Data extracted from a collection
◆ ◆ ◆ ◆ ◆

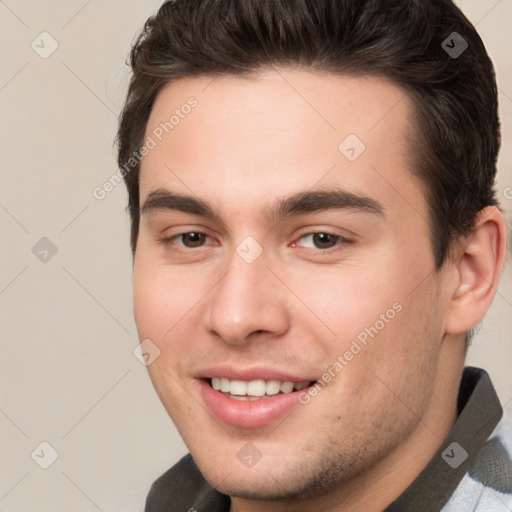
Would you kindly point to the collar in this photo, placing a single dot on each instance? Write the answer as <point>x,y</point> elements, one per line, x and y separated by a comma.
<point>479,413</point>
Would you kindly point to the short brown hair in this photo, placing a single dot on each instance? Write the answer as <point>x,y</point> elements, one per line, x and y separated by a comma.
<point>457,136</point>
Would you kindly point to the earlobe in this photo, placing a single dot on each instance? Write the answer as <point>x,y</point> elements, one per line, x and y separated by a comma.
<point>478,270</point>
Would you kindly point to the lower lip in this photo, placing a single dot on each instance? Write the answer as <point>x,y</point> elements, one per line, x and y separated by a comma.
<point>248,414</point>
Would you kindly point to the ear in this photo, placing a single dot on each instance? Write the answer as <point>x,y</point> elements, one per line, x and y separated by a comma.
<point>477,270</point>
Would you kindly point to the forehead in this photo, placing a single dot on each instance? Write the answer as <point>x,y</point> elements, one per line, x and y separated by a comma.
<point>246,141</point>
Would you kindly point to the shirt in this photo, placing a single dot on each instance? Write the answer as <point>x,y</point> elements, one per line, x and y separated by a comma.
<point>466,473</point>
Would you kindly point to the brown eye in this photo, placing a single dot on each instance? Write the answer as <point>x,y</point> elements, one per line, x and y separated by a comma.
<point>321,240</point>
<point>192,239</point>
<point>324,240</point>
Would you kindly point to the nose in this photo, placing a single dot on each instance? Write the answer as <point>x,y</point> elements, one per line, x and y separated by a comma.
<point>248,301</point>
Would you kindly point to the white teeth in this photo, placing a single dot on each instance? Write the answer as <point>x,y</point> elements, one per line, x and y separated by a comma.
<point>256,388</point>
<point>238,387</point>
<point>273,387</point>
<point>242,390</point>
<point>287,387</point>
<point>225,384</point>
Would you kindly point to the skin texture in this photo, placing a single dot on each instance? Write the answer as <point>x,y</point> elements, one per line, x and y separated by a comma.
<point>249,142</point>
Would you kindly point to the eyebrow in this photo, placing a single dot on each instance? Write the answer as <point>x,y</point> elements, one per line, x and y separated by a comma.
<point>300,203</point>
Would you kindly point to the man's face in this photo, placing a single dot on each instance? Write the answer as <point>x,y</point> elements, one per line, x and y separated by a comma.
<point>343,295</point>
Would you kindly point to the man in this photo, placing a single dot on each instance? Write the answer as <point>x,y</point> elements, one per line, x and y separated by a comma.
<point>315,235</point>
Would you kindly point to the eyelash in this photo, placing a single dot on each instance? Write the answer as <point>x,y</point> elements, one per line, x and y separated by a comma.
<point>339,239</point>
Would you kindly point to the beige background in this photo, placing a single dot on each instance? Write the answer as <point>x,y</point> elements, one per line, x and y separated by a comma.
<point>67,369</point>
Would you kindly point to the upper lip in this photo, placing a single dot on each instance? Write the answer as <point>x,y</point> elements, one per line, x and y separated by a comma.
<point>252,373</point>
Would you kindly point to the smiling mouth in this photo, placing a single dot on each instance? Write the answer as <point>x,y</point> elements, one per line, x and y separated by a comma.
<point>254,390</point>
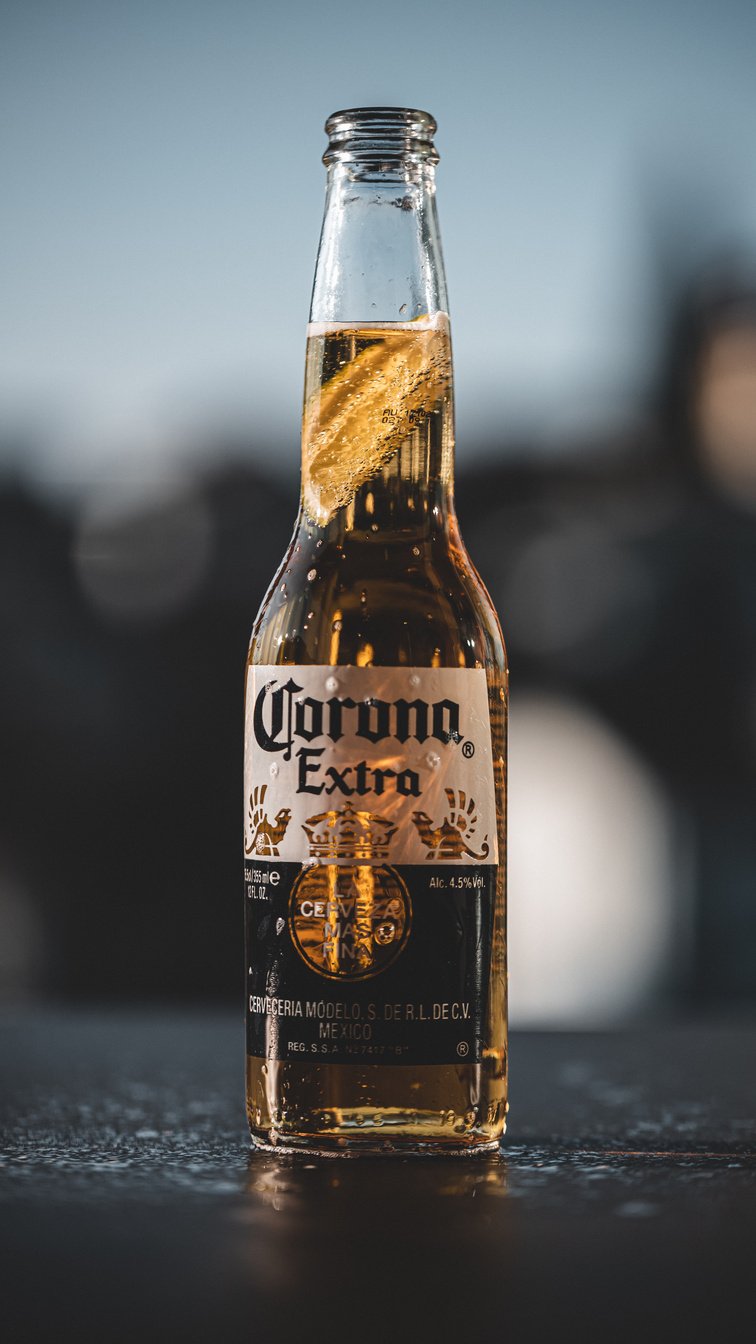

◆ ◆ ◆ ◆ ◆

§ Aim of the exercise
Rewrite the stretch of records from the line containing "Would you kindly point to the short" through the line containing "<point>225,384</point>", both lines included, keeping every request as it stands but adding 21 to each coordinate in the answers.

§ Completed task
Would you kindly point to the short brown hair in this photo, placing a single dot on each instance? Write the answer as <point>x,y</point> elements, one per line, x and y separated by a comma.
<point>478,157</point>
Would you kindly point to the earlobe in this photo, placing a single dot on each instance? Write the answer as <point>x,y</point> elements, one per line, x and y separated by a comma.
<point>499,291</point>
Would you kindly point to the lower lip in this photo, placing a single dot on each instance? Write the answer as <point>x,y</point> elements, one per line, x and y separated by a comma.
<point>269,435</point>
Would you kindly point to the ear in this photo, placing a single dot on each instance? Write the answer as <point>x,y</point> elements, one per line, x and y separated by a comma.
<point>498,291</point>
Would you kindly point to the forehead in this photo, placing a single dot on each instance? Write the answer as <point>x,y</point> elements, one per line, x and y separated by a comma.
<point>267,162</point>
Would you kindly point to the shirt in this photo, placing a single dot on each instance? Write the answer as <point>x,y</point> elements, one per line, x and y separated by a comma.
<point>487,494</point>
Would you kindly point to the brown eye in this photo, placing a single dot on each instance? Write the answer as <point>x,y</point> elements, one per line, x and y separated by a comma.
<point>342,261</point>
<point>213,260</point>
<point>345,261</point>
Would you kindly point to the nose in this photo, placing a single dot on each instance? Write the answer as <point>x,y</point> elements, one per line, x and y separated by a comma.
<point>269,322</point>
Would you kindly point to the white teeth in this photo, placing a single dot on each instance? Write the answer as <point>x,y</point> elements, one per line, x and y separated by a comma.
<point>277,409</point>
<point>259,408</point>
<point>294,408</point>
<point>263,411</point>
<point>308,408</point>
<point>246,405</point>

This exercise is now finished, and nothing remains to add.